### Data excerpts
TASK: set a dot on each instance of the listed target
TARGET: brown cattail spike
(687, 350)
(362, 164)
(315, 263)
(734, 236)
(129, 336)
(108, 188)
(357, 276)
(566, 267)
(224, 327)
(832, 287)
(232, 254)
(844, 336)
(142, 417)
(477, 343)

### Instructions for the task
Exactly as they stand, repeat all the records.

### Expected answer
TASK: set a dot on each instance of the listed target
TARGET: brown cattail spike
(687, 350)
(362, 164)
(315, 263)
(734, 236)
(129, 336)
(108, 188)
(357, 276)
(566, 267)
(224, 327)
(832, 287)
(232, 254)
(844, 336)
(142, 417)
(477, 343)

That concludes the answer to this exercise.